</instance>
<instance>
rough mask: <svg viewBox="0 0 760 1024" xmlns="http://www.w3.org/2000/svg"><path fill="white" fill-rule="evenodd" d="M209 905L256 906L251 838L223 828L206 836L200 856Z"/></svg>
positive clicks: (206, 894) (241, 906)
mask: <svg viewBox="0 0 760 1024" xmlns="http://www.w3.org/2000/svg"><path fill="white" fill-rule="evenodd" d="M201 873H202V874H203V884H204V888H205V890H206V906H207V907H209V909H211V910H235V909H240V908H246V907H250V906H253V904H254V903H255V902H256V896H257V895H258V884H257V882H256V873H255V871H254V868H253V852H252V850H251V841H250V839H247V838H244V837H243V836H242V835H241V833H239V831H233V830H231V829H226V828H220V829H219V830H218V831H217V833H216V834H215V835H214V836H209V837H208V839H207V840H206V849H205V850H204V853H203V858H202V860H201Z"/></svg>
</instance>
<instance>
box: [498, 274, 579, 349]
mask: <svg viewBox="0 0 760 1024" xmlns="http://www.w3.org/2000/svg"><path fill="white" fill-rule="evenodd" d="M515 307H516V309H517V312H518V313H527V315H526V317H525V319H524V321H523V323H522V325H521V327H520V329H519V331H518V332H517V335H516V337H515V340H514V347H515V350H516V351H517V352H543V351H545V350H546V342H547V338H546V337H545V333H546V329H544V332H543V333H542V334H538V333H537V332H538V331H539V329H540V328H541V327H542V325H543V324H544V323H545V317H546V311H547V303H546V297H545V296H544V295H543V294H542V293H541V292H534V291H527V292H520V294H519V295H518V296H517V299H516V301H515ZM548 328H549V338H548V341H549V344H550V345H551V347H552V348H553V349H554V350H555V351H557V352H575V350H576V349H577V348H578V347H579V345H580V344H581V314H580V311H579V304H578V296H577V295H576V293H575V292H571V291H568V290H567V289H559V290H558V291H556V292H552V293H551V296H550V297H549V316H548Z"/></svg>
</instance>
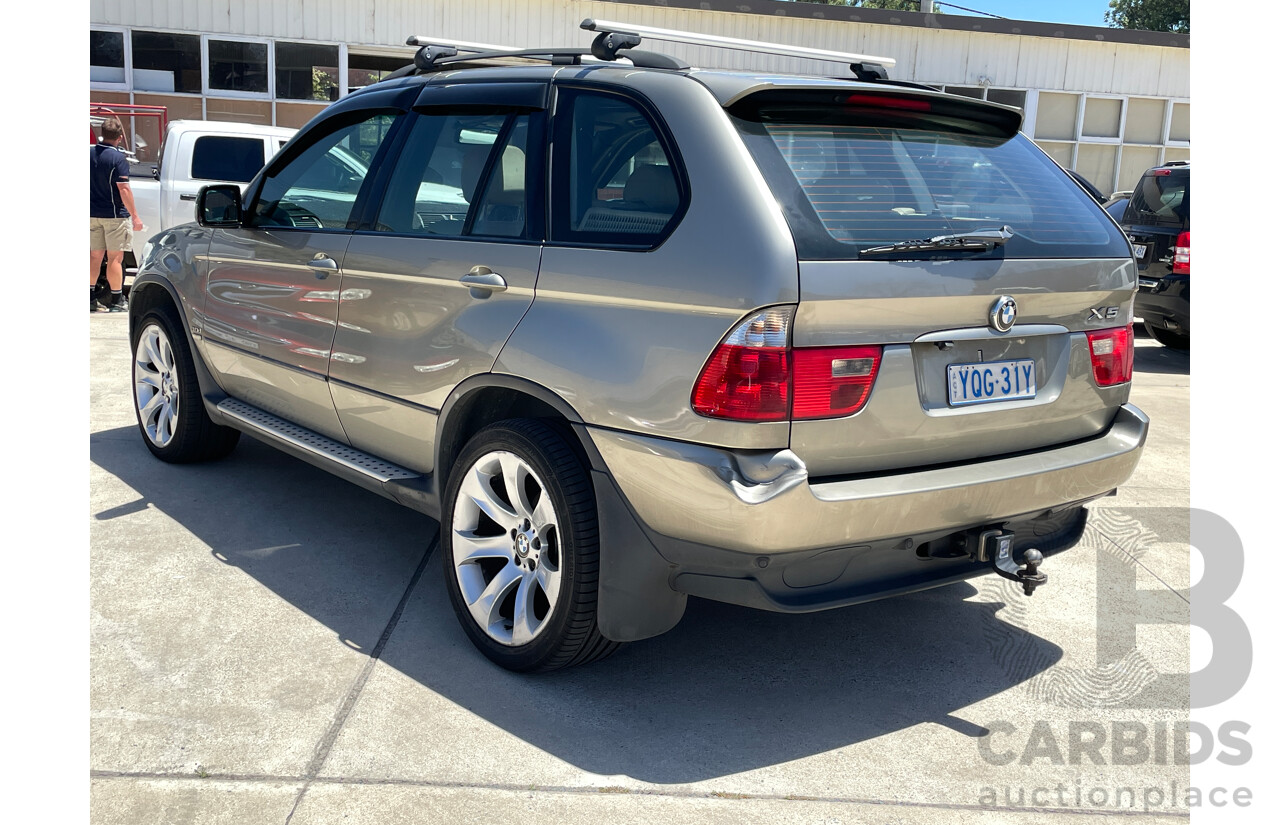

+++

◆ Action item ◆
Pull out every line from the start of the records through the line containing "positive clicks: (206, 894) (241, 906)", and reproduce them verbatim.

◆ Task solution ◆
</instance>
<instance>
rough mask: <svg viewBox="0 0 760 1024" xmlns="http://www.w3.org/2000/svg"><path fill="white" fill-rule="evenodd" d="M209 905L256 906L251 838L223 828L206 836L200 856Z"/></svg>
positive clicks: (206, 894) (241, 906)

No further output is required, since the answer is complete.